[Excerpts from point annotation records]
==========

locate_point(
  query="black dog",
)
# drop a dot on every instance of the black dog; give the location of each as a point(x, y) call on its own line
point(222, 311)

==========

▸ **Work instructions**: Copy out every line of the records above, character for character, keeping each line as it appears.

▸ **Expected answer**:
locate_point(
  query="black dog",
)
# drop a dot on every instance of the black dog; give the location of each as a point(x, y) call on its own line
point(222, 311)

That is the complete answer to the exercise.